_EJERCICIO PROPUESTO 1_
Según el fragmento sobre los refugios fiscales, ¿qué territorio tiene el mejor nivel de vida de toda la región Caribe?
_EJERCICIO PROPUESTO 2_
Indica si cada afirmación coincide con el fragmento sobre los refugios fiscales y justifica cada respuesta con las palabras decisivas del fragmento, citadas textualmente.
(a) El término inglés tax haven significa refugio fiscal.
(b) La elusión fiscal es un acto ilegal.
(c) El grado de desarrollo de estos países se debe principalmente a una política económica intervencionista.

_FRAGMENTO SELECCIONADO_

━━━━━━━━━━━━━━━━

En este clima de populismo tributario y dogmatismo intervencionista, se traduce tax haven como paraíso fiscal cuando significa refugio fiscal. Como el propio término indica, la principal misión de estas demarcaciones es ofrecer otra opción a los contribuyentes. Paradójicamente estos países no sólo atraen a los inversores por su régimen fiscal sino que también ofrecen una combinación de estabilidad política, seguridad legal y calidad de servicio que los hace altamente atractivos.

A menudo estos lugares se nos presentan como pequeñas naciones en las que la ilegalidad está a la orden del día. Nada más lejos de la realidad. Muchos de estos países tienen un nivel de vida y un grado de desarrollo humano idéntico o superior al de los países de la OCDE. Este grado de desarrollo se debe principalmente a una política económica liberal, basada en pilares como el respeto a la propiedad privada, el gobierno reducido, la justicia eficaz y la facilidad para emprender. Los escépticos no necesitan irse fuera de Europa para comprobarlo. Mónaco, Suiza, Luxemburgo, Andorra o Liechtenstein están en la lista. O las Islas Caimán, que es el territorio con mejor nivel de vida de toda la región Caribe.

Otro principio de derecho que los gobiernos se están pasando a llevar en aras de recaudar más a cualquier precio es el expresado por la frase latina Nullum crimen, nulla poena sine praevia lege, que se traduce como «Ningún delito, ninguna pena sin ley previa», utilizada en derecho penal para expresar el principio que para que una conducta sea calificada como delito, debe estar establecida como tal y con anterioridad a la realización de esa conducta y para que una pena pueda ser impuesta sobre el actor en un caso determinado es necesario que la legislación vigente la establezca como sanción al delito cometido. Hoy en cambio nos estamos acostumbrando a confundir evasión fiscal con la elusión fiscal y aceptamos que se castigue sin que exista delito previamente tipificado. Olvidamos que mientras que la evasión hace referencia a un acto ilegal, la elusión es compatible con las leyes vigentes. Hablar de elusión fiscal es cumplir la ley considerando los efectos tributarios de hacerlo. Es el equivalente en el tránsito a dar una vuelta más larga para evitar un semáforo rojo. Que la autoridad pretenda castigarnos por usar un recurso fiscal legal es como pretender que paremos en una esquina que no tiene semáforo ni señal de pare y si no lo hacemos sacarnos por ello una multa. Si quiere que paremos, entonces debe aprobar la colocación del semáforo o de la señal de tránsito. Una mera expresión de deseo o el uso de la fuerza sin la ley que lo respalde es abuso de poder.

━━━━━━━━━━━━━━━━

Registros de anotación de límites:
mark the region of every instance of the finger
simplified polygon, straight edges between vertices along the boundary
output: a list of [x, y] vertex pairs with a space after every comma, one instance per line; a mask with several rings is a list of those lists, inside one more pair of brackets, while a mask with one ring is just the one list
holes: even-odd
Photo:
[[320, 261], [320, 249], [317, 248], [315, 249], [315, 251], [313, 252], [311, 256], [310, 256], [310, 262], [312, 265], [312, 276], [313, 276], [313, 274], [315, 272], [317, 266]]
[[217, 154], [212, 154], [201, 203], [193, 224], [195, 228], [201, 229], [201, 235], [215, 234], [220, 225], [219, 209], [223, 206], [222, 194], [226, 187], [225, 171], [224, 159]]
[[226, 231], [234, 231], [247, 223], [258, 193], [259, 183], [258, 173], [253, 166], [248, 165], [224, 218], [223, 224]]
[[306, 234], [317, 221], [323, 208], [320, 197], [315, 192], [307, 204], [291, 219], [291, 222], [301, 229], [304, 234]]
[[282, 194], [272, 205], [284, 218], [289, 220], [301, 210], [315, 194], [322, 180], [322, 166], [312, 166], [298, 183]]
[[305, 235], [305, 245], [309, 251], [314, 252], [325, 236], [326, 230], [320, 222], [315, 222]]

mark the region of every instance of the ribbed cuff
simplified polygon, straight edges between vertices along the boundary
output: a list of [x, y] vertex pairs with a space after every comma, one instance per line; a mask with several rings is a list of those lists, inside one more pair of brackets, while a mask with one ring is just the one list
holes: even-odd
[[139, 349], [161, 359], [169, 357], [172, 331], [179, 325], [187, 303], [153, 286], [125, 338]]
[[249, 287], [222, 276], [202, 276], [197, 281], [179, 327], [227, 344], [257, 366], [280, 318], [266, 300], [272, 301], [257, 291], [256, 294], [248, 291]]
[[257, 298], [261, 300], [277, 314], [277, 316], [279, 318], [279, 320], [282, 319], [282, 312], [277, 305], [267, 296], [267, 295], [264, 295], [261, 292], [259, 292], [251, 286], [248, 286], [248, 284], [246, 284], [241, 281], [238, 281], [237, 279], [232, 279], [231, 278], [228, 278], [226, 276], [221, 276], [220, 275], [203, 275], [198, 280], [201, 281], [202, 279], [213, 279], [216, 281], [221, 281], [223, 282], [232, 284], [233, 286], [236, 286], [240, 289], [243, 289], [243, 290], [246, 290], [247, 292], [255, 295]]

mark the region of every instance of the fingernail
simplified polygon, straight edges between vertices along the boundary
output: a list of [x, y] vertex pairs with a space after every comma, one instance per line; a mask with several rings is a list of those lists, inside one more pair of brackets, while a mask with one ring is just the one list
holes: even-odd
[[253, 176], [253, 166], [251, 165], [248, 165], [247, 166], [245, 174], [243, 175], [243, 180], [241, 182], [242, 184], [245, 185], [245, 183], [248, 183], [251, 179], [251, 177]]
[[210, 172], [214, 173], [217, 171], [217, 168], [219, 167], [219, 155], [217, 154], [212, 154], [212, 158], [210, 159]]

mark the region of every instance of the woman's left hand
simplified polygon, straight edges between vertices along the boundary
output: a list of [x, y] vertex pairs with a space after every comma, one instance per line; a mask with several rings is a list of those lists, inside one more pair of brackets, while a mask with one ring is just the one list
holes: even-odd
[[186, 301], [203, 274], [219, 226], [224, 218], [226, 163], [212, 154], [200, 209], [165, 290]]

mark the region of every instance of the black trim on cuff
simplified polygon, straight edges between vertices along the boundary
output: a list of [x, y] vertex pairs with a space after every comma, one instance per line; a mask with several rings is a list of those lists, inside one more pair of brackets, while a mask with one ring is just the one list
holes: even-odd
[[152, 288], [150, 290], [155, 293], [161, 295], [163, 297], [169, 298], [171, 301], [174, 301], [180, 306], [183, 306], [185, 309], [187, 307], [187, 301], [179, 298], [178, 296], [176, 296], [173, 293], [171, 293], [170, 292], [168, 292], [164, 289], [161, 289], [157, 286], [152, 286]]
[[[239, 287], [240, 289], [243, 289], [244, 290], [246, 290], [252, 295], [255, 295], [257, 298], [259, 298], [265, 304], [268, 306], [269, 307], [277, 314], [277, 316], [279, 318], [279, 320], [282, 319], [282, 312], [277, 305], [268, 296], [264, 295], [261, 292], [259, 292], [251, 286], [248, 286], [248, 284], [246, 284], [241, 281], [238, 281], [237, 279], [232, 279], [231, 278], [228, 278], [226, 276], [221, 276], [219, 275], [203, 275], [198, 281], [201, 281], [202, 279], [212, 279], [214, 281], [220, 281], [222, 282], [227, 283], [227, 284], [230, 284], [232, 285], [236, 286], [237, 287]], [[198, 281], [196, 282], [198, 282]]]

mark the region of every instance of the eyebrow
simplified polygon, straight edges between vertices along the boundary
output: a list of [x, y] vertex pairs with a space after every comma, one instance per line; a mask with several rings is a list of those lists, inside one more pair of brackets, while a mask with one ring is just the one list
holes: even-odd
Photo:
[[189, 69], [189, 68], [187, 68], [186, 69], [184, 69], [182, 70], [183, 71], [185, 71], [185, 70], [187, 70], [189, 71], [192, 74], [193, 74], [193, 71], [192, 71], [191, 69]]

━━━━━━━━━━━━━━━━

_RESPUESTA CORRECTA 1_
Las Islas Caimán.

_RESPUESTA CORRECTA 2_
(a) Sí: «se traduce tax haven como paraíso fiscal cuando significa refugio fiscal».
(b) No: «mientras que la evasión hace referencia a un acto ilegal, la elusión es compatible con las leyes vigentes».
(c) No: «Este grado de desarrollo se debe principalmente a una política económica liberal».